-- What the task asks --
Pick out every line of the records below that contains the string "straight" and copy each of those lines.

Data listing
****************
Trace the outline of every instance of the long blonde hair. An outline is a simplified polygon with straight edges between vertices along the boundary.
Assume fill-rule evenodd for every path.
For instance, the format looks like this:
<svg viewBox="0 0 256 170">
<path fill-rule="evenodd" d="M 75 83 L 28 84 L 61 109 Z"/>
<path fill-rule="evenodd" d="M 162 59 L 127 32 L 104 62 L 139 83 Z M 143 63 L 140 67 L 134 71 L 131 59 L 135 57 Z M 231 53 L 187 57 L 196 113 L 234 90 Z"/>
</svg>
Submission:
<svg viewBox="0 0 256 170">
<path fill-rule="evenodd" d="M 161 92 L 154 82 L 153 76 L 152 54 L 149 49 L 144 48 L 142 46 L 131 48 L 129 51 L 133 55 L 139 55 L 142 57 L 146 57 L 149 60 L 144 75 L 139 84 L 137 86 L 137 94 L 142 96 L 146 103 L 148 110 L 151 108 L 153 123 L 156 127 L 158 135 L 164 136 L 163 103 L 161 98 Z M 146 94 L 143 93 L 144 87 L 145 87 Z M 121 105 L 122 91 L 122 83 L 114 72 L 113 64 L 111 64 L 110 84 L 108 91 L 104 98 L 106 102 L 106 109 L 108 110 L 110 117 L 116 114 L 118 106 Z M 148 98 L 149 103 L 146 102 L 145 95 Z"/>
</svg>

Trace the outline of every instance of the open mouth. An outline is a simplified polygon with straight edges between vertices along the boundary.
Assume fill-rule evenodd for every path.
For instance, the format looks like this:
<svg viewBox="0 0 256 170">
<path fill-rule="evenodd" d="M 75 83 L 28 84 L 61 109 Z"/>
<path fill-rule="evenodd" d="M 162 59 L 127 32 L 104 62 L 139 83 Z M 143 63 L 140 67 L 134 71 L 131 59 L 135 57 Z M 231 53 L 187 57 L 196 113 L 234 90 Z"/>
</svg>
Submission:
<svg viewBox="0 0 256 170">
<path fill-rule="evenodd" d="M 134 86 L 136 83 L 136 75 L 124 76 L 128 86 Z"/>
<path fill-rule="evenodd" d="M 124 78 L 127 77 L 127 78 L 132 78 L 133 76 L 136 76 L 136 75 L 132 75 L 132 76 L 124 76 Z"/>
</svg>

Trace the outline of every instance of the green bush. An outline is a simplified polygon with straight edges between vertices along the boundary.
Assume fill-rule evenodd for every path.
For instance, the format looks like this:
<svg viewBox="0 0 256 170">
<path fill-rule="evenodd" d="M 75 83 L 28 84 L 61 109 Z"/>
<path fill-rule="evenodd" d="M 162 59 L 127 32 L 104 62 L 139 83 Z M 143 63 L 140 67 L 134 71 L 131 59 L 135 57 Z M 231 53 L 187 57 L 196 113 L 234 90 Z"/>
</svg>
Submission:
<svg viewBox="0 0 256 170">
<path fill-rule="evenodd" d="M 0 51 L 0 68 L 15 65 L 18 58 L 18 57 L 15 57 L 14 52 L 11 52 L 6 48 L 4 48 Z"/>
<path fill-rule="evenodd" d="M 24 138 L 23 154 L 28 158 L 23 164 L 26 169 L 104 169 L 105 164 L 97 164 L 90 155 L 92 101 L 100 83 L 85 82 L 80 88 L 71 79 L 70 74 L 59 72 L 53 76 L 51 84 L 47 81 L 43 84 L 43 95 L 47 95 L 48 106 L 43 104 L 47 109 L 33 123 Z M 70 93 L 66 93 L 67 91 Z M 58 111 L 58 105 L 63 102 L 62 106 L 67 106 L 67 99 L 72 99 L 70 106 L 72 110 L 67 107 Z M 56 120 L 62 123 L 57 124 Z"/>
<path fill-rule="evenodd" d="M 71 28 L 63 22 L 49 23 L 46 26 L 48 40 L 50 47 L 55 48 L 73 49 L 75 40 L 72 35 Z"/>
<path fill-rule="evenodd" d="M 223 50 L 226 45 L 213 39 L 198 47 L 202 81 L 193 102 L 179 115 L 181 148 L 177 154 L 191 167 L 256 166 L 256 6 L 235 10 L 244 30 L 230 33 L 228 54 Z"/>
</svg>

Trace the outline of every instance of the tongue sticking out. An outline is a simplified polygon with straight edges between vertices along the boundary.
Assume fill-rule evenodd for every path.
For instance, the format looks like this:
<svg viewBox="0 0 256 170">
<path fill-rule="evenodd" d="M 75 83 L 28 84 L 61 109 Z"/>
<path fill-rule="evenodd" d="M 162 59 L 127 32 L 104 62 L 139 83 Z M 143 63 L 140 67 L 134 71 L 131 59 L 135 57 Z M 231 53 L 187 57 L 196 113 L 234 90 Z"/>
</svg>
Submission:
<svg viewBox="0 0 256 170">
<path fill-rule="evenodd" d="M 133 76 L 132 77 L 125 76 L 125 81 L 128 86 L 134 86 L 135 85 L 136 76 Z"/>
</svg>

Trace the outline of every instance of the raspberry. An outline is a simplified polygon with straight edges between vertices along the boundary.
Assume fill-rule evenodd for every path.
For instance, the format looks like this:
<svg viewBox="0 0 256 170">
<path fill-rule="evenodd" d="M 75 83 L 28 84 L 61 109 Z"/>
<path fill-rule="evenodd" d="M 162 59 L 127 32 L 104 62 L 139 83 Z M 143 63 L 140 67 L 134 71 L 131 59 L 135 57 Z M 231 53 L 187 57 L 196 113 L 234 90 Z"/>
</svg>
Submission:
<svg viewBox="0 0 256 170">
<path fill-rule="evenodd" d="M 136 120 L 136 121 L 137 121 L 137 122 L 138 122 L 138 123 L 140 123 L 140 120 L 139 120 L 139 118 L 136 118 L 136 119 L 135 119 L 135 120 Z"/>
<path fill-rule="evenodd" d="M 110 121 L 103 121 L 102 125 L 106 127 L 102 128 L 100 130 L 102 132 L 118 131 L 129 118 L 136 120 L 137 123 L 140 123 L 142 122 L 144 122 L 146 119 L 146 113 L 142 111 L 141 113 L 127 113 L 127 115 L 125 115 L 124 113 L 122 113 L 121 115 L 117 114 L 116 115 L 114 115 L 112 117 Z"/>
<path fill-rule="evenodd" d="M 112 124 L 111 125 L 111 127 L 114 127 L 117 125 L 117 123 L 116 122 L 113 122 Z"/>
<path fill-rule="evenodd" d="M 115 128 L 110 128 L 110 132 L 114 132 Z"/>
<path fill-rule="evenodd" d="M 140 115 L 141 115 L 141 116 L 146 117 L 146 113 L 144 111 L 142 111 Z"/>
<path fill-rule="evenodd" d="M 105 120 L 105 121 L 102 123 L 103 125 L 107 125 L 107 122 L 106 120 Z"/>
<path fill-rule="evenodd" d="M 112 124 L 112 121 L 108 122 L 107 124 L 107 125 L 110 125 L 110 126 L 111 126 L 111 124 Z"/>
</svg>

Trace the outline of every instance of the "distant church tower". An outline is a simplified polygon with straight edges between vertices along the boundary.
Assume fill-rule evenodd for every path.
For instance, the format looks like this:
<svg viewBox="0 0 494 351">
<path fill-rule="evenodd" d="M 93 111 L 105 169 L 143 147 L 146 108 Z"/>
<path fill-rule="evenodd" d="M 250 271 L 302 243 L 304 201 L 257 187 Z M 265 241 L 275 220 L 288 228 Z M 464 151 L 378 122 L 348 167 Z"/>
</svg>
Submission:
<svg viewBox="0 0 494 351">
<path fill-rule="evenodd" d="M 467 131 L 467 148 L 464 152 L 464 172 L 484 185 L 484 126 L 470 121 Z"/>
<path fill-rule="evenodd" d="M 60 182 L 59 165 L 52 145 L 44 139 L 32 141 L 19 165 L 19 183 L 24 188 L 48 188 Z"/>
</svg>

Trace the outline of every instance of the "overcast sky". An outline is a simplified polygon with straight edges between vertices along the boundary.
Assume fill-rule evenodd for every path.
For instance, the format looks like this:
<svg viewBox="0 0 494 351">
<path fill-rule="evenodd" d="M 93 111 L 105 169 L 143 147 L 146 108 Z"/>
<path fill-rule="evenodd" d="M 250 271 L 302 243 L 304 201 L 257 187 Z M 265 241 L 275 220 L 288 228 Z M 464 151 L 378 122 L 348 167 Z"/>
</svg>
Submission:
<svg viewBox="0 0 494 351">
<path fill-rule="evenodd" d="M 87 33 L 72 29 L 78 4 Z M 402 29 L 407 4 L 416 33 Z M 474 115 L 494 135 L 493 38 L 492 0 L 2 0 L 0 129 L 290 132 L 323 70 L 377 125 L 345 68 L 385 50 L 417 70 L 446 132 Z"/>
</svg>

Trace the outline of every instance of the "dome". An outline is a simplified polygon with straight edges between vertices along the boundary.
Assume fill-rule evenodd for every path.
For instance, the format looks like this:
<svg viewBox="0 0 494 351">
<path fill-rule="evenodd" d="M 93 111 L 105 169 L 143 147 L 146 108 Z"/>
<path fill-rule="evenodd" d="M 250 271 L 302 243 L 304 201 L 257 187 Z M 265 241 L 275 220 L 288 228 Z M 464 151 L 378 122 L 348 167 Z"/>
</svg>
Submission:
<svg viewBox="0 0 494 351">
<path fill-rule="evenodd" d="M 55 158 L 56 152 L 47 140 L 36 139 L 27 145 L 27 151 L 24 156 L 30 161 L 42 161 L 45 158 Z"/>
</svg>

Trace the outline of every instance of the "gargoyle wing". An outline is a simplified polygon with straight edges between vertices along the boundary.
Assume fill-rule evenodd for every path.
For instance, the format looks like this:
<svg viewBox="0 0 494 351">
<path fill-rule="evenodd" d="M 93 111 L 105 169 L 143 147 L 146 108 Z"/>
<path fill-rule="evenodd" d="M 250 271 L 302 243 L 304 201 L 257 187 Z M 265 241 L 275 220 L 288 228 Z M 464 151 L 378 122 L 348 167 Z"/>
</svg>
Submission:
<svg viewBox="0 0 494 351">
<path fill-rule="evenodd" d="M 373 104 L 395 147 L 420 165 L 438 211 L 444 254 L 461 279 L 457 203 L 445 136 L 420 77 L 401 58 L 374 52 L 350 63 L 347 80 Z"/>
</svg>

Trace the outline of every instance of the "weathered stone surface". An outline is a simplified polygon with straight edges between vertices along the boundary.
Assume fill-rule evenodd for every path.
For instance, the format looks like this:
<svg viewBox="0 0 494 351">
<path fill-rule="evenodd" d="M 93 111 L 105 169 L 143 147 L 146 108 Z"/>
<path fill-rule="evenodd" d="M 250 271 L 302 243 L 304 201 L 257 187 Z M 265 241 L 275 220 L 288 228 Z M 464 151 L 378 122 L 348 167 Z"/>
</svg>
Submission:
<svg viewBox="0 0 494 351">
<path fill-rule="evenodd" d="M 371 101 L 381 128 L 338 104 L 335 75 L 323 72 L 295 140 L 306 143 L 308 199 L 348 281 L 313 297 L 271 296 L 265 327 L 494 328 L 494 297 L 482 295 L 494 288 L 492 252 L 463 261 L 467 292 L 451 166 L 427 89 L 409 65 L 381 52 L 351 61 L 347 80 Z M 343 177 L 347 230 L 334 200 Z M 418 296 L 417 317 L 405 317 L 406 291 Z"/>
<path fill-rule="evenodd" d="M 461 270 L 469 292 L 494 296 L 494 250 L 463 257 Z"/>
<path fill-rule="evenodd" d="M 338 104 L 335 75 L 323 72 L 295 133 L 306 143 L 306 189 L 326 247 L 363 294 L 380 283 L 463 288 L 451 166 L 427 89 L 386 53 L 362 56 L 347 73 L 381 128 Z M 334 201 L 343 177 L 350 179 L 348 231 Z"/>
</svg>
****************
-- Written answer --
Trace the outline of every instance of the long blonde hair. An outline is a simplified polygon with straight edges between vertices along the boundary.
Trace the outline of every instance of the open mouth. An outline is a simplified polygon with straight edges between vertices along the boundary.
Trace the outline of every instance of the green bush. An outline is a simplified polygon with straight edges between vertices along the boundary.
Trace the outline of every instance of the tongue sticking out. An outline is a simplified polygon with straight edges between vertices along the boundary.
Trace the outline of every instance of the raspberry. An outline is a simplified polygon with straight edges between vertices along the boundary.
Trace the outline of every instance of the "distant church tower". An outline is a simplified polygon with straight edges between vertices along the boundary.
Trace the outline of every instance of the "overcast sky". An outline is a simplified polygon with straight edges between vertices along the boundary.
Trace the outline of every instance of the "dome". An outline is a simplified polygon with straight edges between vertices along the boundary.
Trace the outline of every instance of the "gargoyle wing". An outline is a simplified polygon with straight edges between vertices along the boundary.
Trace the outline of every instance of the "weathered stone surface". An outline is a simplified polygon with straight edges between vertices along the boundary.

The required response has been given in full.